**What you have to do**.
Rewrite all of the data below line for line, including the requests. Multiply each x and y vertex coordinate in the outlines by 0.95 and round it to a whole number, with halves rounded up.

**Stored items from a collection**.
▶
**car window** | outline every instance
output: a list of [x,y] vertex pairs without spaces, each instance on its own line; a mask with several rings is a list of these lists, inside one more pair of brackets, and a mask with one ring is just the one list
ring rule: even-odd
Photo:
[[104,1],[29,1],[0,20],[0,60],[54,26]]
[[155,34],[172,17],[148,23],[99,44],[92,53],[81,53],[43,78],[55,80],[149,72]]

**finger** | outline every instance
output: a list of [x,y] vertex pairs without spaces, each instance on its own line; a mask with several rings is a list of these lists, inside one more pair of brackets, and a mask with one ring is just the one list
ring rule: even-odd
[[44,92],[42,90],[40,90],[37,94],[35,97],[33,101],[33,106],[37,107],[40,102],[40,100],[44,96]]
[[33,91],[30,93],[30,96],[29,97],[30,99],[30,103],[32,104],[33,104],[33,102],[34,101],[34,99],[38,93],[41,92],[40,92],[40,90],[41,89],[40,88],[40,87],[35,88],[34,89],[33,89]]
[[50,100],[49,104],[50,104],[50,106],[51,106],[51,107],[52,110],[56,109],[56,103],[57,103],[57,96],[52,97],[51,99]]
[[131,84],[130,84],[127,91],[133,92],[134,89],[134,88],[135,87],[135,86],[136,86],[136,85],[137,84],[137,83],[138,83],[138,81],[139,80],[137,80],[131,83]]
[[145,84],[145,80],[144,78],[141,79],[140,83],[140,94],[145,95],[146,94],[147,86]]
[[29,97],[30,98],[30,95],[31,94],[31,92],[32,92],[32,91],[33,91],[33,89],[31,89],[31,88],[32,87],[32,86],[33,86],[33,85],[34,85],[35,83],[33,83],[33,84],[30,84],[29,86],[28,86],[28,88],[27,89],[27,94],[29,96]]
◀
**Answer to this exercise**.
**car window** | outline every instance
output: a list of [x,y] vertex pairs without spaces, each instance on its own line; a mask with several rings is a list of these lists, inside one more pair of brackets, and a mask with one ring is just the one list
ring rule: even-odd
Photo:
[[99,1],[28,1],[0,19],[0,57],[51,25]]
[[147,32],[163,16],[141,22],[94,42],[87,50],[77,50],[41,74],[52,76],[142,68]]

**finger** | outline every instance
output: a list of [x,y] vertex pairs without spaces, each instance on its own line; a mask with several rings is a list of these lists, inside one more pair of brackets, and a mask with one ring is just the one list
ring rule: even-odd
[[42,87],[40,86],[38,86],[35,89],[33,92],[31,96],[31,101],[35,102],[38,97],[38,95],[42,91]]
[[31,86],[29,88],[29,91],[28,92],[29,94],[29,98],[30,99],[31,99],[31,97],[32,96],[32,94],[36,88],[39,87],[38,87],[38,86],[39,85],[38,84],[38,83],[33,84],[32,85],[31,85]]
[[48,95],[47,99],[48,99],[48,101],[48,101],[48,102],[49,105],[53,104],[53,98],[54,98],[54,91],[49,92],[48,94]]
[[124,80],[124,80],[121,86],[126,87],[127,85],[127,84],[128,83],[128,82],[129,82],[129,81],[130,80],[130,79],[131,79],[131,77],[132,76],[130,76],[124,79]]
[[138,80],[138,76],[137,74],[134,75],[133,79],[133,89],[138,90],[139,89],[140,82]]
[[28,92],[29,93],[29,90],[29,89],[29,87],[30,87],[30,86],[31,86],[31,85],[29,85],[29,84],[30,83],[30,82],[31,82],[31,81],[32,81],[33,79],[31,79],[31,80],[29,80],[28,82],[27,82],[27,84],[26,85],[26,89],[28,91]]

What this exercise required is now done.